What to produce:
Output all entries precisely and leave out the pictures.

(Text-to-region grounding data)
◆ ◆ ◆

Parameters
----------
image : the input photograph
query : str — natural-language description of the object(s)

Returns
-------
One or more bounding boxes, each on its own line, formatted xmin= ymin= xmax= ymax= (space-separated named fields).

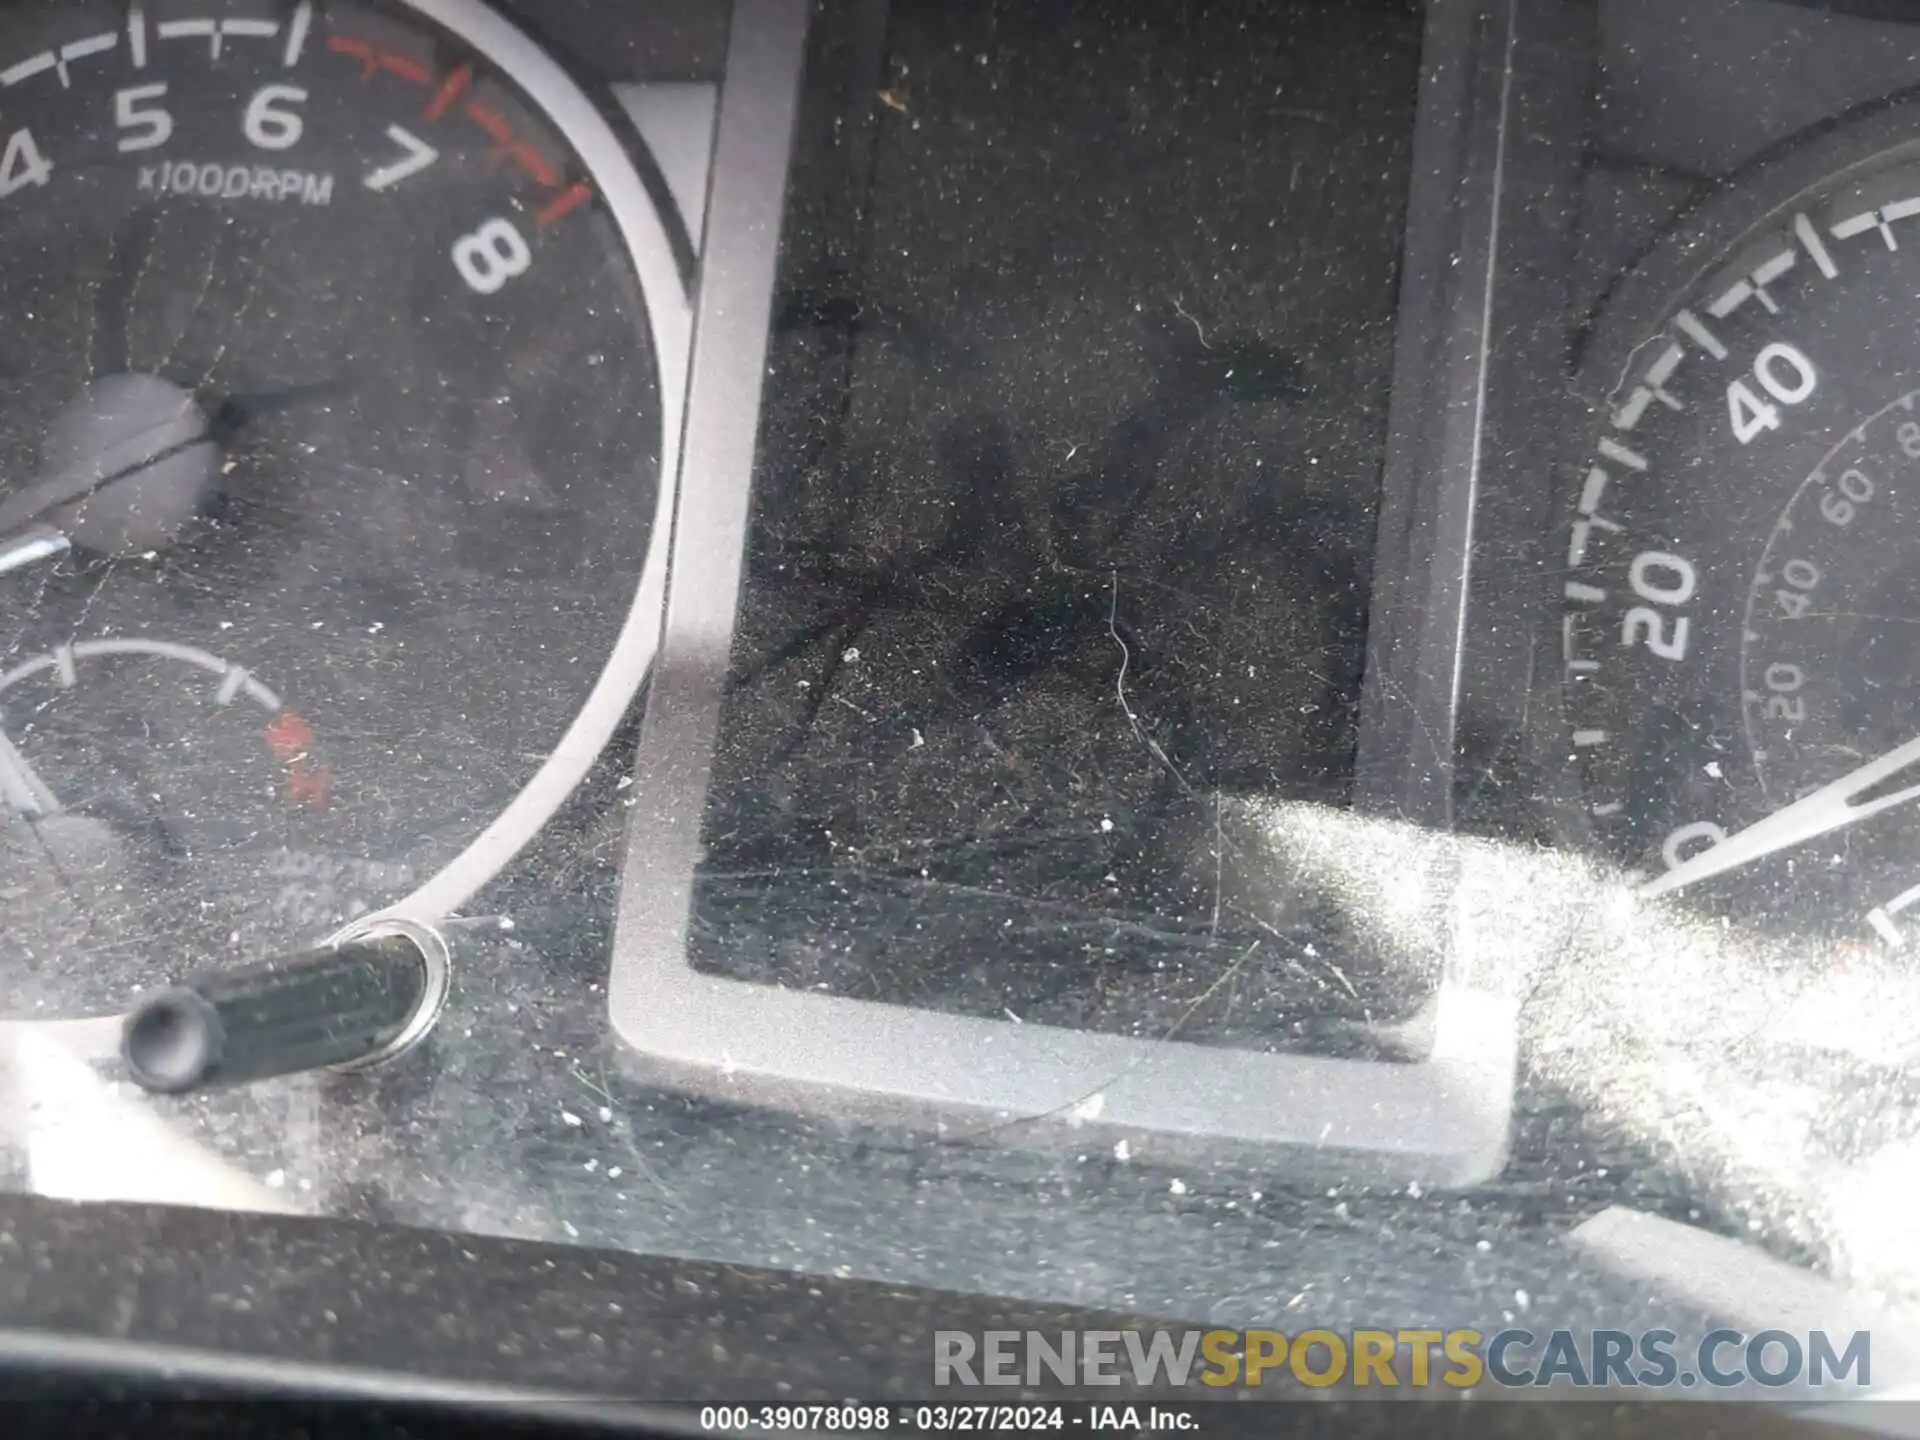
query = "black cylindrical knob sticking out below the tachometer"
xmin=121 ymin=922 xmax=447 ymax=1094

◆ ◆ ◆

Reply to the task:
Parameters
----------
image : the input photograph
query : str — natural-language description of the object(s)

Returns
-------
One or more bounding boxes, each on its own line, formatted xmin= ymin= xmax= ymax= (space-separated named fields).

query = "black cylindrical knob sticking out below the tachometer"
xmin=121 ymin=922 xmax=447 ymax=1094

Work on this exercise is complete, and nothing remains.